===== DATA TO PROCESS

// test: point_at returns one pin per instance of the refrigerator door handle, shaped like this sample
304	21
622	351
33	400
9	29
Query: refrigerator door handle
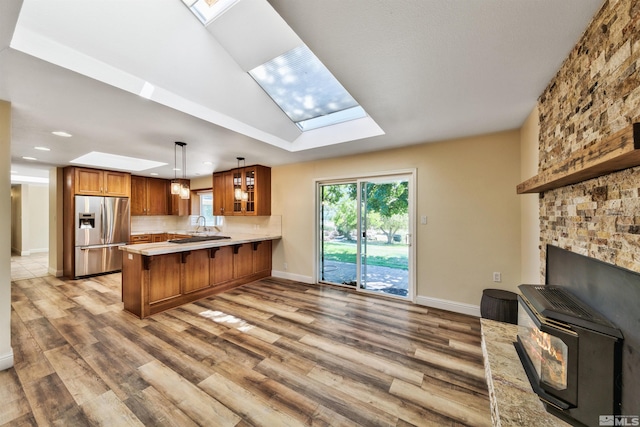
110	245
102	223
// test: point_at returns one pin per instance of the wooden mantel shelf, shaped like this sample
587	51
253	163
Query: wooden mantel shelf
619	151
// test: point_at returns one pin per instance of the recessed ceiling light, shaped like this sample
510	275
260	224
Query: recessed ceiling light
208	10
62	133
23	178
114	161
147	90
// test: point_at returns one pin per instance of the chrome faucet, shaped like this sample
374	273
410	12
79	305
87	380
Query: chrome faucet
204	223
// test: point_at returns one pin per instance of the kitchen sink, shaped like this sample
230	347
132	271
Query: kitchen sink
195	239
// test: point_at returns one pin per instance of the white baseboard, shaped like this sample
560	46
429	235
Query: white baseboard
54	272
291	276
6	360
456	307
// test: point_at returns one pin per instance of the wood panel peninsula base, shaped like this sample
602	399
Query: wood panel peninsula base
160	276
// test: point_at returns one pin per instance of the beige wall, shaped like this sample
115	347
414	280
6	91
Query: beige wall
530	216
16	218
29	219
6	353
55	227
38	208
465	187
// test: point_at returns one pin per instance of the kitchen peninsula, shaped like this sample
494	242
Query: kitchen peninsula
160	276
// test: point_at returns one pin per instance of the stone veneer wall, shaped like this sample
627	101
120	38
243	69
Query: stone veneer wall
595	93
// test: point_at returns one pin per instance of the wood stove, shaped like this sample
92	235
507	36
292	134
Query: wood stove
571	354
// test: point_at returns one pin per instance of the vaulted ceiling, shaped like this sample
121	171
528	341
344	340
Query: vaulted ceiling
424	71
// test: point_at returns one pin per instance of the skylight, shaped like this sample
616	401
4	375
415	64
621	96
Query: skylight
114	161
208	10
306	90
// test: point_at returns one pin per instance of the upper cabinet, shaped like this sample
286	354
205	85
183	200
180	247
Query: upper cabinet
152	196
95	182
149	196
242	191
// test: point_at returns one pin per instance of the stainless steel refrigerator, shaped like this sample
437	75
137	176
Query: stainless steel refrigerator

==========
===== DATA TO PROCESS

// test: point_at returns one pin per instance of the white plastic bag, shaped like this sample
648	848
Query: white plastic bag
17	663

==========

--- TASK PROMPT ---
Reproduce verbatim the lines that begin with the one containing "sink, shaped like this sample" and end with the one containing "Query: stainless steel refrigerator", both included.

--- SOLUTION FOR THIS EXERCISE ---
// test: point_at returns one pin per instance of the kitchen sink, shaped like this sample
230	347
132	271
Query: kitchen sink
195	239
// test: point_at returns one pin per instance of the white baseboard, shaped like this sample
560	46
429	235
Query: white baseboard
54	272
291	276
6	360
456	307
// test: point_at returns one pin per instance of the wood panel peninsula base, shaped like this sample
602	399
Query: wood panel peninsula base
160	276
// test: point_at returns one pin per instance of the beige wall, shaped like this sample
115	347
414	280
6	91
Query: beige wall
530	216
16	218
29	219
6	353
55	227
38	208
465	187
// test: point_at returns one pin per instance of the kitchen peninsula, shaped like this sample
494	242
Query: kitchen peninsula
160	276
// test: point_at returns one pin per instance of the stone veneer wall, shaped like this sample
627	101
120	38
243	69
Query: stone veneer wall
595	93
// test: point_at returns one pin per instance of the wood stove, shaped like this sample
92	235
507	36
292	134
Query: wood stove
571	354
// test: point_at returns one pin per instance of the vaulted ceiling, shaped like this sample
121	171
528	341
344	340
Query: vaulted ceiling
424	71
// test: point_at returns one pin per instance of the skylight, shaped like this sample
616	401
4	375
415	64
621	96
Query: skylight
114	161
208	10
306	90
// test: point_at returns one pin per instance of the upper cabinet, shaped like this sample
286	354
205	85
183	200
180	247
Query: upper cabinet
152	196
95	182
149	196
242	191
// test: point_at returns one pin per instance of the stainless steel refrigerator, shaped like this sample
437	75
137	176
Query: stainless steel refrigerator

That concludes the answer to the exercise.